§ JOB: Show every line of the listing below that contains the word "over", each copied in full.

================

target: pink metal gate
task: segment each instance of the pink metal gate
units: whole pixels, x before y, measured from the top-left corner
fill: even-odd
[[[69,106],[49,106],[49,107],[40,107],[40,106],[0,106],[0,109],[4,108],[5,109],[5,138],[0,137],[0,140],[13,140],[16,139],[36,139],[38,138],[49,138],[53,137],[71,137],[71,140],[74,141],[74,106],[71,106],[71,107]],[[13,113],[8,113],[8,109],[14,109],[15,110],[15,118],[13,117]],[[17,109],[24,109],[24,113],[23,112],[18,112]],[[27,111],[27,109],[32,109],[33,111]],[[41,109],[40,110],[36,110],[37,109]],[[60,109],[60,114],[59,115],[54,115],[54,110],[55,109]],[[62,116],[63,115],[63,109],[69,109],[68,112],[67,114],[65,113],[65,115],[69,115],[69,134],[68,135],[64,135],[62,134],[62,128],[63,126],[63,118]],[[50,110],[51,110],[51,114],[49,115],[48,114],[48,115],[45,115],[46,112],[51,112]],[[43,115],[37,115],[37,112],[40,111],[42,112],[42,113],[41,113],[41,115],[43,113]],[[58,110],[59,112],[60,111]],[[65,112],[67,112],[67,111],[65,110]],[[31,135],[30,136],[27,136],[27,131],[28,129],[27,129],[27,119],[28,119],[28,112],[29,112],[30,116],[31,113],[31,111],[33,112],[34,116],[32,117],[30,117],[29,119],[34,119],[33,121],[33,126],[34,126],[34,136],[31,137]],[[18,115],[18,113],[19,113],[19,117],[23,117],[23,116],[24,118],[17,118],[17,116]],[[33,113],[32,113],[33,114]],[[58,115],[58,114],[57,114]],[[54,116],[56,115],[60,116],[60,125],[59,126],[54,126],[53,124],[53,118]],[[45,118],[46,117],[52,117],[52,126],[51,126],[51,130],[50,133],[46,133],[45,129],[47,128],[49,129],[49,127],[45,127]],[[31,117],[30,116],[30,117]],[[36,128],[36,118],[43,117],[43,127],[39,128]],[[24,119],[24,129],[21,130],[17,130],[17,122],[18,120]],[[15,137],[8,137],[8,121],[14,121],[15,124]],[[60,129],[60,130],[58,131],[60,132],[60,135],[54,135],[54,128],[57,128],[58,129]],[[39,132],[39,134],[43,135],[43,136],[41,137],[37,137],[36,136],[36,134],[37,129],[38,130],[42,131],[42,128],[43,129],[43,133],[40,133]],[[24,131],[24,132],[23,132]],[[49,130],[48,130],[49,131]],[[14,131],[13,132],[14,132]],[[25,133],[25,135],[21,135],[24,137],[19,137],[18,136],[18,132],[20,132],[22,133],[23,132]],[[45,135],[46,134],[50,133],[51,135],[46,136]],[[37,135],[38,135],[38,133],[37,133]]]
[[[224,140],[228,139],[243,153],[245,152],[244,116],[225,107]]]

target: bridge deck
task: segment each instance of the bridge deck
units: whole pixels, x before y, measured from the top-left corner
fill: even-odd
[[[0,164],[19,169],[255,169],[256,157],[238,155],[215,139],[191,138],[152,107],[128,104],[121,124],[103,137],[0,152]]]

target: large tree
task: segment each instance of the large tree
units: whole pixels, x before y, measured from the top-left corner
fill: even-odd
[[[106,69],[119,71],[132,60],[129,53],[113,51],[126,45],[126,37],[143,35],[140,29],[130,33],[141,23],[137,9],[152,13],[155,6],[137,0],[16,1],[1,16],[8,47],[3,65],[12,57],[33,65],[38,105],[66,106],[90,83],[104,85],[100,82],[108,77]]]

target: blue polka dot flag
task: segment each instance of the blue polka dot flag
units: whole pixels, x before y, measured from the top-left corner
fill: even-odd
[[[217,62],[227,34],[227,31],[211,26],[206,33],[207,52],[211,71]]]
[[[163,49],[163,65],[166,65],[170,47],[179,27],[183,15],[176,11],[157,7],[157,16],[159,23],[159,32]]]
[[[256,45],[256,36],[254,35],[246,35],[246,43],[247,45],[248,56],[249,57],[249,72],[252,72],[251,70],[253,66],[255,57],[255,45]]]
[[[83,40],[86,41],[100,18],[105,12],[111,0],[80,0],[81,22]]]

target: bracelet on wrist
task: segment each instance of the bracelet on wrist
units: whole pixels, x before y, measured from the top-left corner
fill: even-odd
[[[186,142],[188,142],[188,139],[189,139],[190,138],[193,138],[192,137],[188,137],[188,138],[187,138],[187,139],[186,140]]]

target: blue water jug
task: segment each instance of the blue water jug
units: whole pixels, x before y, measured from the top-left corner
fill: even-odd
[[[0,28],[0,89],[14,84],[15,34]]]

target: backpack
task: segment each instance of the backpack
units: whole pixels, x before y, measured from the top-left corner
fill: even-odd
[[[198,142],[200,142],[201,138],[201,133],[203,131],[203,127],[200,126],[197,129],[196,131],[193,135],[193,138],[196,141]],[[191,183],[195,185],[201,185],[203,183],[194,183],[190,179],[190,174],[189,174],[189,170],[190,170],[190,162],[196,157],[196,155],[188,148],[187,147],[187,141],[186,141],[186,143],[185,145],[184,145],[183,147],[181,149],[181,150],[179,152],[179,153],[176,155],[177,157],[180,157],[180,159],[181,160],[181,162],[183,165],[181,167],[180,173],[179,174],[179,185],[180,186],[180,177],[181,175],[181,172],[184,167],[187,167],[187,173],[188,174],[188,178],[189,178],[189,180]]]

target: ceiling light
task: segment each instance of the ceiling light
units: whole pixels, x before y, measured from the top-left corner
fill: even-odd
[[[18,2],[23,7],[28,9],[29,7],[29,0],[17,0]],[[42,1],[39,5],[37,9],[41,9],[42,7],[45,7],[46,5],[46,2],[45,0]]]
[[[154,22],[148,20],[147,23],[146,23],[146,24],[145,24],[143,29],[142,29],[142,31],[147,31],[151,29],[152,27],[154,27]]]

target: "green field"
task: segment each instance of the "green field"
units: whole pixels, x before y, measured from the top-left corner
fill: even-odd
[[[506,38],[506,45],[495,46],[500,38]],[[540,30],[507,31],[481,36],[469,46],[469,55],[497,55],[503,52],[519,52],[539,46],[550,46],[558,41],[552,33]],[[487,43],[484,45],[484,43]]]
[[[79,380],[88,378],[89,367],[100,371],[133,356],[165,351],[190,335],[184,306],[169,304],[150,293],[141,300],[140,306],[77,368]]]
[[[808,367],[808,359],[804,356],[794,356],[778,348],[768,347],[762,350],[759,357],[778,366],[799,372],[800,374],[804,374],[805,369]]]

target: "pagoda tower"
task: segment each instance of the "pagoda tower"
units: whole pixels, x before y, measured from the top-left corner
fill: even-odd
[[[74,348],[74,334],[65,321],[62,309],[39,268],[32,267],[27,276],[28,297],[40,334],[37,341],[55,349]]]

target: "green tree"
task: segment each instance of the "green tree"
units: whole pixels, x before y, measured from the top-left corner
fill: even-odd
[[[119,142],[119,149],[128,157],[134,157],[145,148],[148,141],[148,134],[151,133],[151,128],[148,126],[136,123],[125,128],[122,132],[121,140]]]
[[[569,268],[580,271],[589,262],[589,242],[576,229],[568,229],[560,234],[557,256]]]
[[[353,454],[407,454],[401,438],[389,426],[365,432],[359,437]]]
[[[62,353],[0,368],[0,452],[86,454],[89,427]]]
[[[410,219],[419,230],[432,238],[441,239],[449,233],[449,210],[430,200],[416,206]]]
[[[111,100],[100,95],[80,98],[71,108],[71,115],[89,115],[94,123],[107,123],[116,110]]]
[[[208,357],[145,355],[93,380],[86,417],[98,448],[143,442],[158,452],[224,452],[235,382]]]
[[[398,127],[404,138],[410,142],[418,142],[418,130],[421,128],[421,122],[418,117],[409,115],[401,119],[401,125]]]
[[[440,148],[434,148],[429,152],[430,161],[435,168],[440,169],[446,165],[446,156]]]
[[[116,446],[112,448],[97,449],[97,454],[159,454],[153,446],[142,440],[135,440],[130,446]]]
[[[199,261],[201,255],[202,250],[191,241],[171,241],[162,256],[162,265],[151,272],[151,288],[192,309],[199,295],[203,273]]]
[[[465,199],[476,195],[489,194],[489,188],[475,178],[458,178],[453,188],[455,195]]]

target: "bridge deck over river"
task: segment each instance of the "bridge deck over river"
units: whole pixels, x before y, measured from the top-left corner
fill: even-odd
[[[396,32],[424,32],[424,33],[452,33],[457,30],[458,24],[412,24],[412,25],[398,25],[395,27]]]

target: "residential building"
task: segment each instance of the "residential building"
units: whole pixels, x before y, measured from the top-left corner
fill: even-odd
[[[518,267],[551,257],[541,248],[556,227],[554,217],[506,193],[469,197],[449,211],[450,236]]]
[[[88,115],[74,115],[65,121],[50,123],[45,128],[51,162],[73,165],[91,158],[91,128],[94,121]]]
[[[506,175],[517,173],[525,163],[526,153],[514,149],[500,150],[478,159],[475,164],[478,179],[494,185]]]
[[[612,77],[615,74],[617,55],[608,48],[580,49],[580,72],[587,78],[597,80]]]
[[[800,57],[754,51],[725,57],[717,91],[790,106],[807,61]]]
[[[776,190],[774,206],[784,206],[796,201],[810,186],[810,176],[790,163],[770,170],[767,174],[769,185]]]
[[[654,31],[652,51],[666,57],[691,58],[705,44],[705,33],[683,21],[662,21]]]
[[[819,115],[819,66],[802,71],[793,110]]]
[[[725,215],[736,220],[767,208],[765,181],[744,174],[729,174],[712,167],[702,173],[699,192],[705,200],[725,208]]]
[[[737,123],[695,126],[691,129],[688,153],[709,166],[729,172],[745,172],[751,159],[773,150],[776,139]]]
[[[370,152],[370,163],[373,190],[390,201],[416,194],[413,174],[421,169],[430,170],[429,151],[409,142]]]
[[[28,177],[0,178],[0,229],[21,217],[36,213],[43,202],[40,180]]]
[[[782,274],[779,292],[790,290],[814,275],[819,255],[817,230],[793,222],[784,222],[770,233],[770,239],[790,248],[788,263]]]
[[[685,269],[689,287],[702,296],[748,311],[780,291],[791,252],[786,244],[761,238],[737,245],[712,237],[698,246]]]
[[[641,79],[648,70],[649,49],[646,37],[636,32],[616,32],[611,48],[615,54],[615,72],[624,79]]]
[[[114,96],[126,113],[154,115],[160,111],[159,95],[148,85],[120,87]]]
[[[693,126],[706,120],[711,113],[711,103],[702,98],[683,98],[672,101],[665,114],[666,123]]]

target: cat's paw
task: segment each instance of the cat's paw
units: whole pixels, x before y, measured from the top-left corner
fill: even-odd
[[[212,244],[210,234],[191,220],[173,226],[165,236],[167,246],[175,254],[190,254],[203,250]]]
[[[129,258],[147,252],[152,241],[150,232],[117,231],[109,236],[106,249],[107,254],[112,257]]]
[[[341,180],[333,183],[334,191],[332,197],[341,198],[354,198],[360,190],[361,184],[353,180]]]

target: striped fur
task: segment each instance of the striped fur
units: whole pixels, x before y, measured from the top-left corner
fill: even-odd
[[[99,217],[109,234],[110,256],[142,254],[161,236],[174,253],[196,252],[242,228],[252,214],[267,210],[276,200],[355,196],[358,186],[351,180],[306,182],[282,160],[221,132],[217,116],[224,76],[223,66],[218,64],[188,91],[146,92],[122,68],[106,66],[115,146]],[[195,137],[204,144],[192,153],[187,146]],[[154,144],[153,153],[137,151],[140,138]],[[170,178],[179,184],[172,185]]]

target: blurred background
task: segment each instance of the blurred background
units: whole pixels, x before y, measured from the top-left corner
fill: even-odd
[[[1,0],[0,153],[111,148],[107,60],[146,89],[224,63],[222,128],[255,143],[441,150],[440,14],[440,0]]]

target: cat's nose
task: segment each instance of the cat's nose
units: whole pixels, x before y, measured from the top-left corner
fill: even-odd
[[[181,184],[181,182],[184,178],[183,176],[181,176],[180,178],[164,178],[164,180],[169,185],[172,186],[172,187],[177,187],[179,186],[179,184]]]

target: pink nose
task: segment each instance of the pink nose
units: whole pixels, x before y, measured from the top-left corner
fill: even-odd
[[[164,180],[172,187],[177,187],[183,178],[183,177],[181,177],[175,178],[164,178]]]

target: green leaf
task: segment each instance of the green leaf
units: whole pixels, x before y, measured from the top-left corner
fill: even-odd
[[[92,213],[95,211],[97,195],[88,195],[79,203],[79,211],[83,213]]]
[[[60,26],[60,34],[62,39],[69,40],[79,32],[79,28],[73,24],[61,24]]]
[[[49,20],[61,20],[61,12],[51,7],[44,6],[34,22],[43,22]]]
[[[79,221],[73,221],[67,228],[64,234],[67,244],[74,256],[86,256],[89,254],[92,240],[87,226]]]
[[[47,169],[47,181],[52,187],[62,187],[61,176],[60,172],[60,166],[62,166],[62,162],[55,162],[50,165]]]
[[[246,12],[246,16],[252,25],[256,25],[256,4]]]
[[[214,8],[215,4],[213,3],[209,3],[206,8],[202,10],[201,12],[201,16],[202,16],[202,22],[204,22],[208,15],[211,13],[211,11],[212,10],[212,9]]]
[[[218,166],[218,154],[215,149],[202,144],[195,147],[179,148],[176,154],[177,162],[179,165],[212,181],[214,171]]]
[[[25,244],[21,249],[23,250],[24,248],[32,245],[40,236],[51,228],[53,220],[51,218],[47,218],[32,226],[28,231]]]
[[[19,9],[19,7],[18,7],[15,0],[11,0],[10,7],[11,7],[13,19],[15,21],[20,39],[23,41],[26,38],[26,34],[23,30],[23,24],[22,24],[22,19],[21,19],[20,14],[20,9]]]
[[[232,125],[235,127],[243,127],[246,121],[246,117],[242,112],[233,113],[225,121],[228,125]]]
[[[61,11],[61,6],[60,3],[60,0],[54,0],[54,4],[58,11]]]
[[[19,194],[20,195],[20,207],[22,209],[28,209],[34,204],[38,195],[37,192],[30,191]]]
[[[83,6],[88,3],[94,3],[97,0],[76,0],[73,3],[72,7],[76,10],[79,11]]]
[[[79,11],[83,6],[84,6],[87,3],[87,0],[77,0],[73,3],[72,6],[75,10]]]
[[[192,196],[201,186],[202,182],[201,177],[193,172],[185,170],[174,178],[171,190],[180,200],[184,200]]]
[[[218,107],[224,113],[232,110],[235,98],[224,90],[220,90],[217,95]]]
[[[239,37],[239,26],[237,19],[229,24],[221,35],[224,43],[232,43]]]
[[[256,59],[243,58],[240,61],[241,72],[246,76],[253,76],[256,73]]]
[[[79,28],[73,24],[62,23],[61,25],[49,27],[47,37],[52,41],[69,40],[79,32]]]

================

§ THE RESPONSE:
target: "bridge deck over river"
task: segment each instance of the "bridge deck over river"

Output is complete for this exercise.